• _Stored records_:
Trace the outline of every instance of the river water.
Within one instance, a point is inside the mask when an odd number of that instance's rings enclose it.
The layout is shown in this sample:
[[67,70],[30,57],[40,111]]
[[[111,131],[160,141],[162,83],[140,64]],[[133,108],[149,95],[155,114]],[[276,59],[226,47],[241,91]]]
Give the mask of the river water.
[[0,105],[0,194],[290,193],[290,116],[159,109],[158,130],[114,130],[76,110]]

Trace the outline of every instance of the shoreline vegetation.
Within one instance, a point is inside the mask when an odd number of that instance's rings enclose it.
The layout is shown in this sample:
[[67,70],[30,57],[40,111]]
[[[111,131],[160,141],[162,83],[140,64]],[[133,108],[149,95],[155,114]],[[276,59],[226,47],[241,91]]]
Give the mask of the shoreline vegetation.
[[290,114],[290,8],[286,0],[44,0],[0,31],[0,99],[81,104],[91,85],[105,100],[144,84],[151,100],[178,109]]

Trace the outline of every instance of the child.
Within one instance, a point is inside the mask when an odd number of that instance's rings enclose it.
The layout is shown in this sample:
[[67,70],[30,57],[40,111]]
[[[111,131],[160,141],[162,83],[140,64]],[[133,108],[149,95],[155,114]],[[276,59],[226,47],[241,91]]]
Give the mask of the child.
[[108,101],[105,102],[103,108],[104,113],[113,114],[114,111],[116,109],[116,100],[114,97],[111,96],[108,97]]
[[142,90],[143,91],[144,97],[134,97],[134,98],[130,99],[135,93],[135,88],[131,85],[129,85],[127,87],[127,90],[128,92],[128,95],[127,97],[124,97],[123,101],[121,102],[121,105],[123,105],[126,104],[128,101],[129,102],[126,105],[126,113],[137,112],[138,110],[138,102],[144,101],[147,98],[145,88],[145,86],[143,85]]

• _Task to complete_:
Reproduce the items verbatim, starting at the line that contains "Trace the outline of every instance of the shoreline" and ending at the last line of the items.

• _The reply_:
Trace the outline of every instance of the shoreline vegetation.
Within one instance, a point is inside the mask when an odd number of that instance's rings enclose it.
The layout is shown in this sample:
[[67,70],[30,57],[40,111]]
[[[111,131],[160,141],[162,83],[140,64]],[[133,108],[149,95],[155,114]],[[276,59],[226,47],[241,91]]]
Give the mask of the shoreline vegetation.
[[290,114],[290,8],[286,0],[44,0],[0,31],[0,99],[81,104],[91,85],[105,100],[144,84],[151,100],[178,109]]

Trace the outline of every instance of the child.
Within one instance, a point is inside the mask when an odd number of that instance's rings enclose it.
The layout is shown in this sample:
[[67,70],[30,57],[40,111]]
[[[111,131],[160,141],[162,83],[140,64]],[[133,108],[149,95],[155,114]],[[276,59],[226,47],[241,91]]]
Give the mask of the child.
[[108,101],[105,102],[103,108],[104,113],[113,114],[114,111],[116,109],[116,100],[114,97],[111,96],[108,97]]
[[142,90],[143,91],[144,97],[134,97],[134,98],[130,99],[135,93],[135,88],[131,85],[129,85],[127,87],[127,90],[128,92],[128,95],[127,97],[124,97],[123,101],[121,102],[121,105],[123,105],[126,104],[128,101],[129,102],[126,105],[126,113],[137,112],[138,110],[138,102],[144,101],[147,98],[145,88],[145,86],[143,85]]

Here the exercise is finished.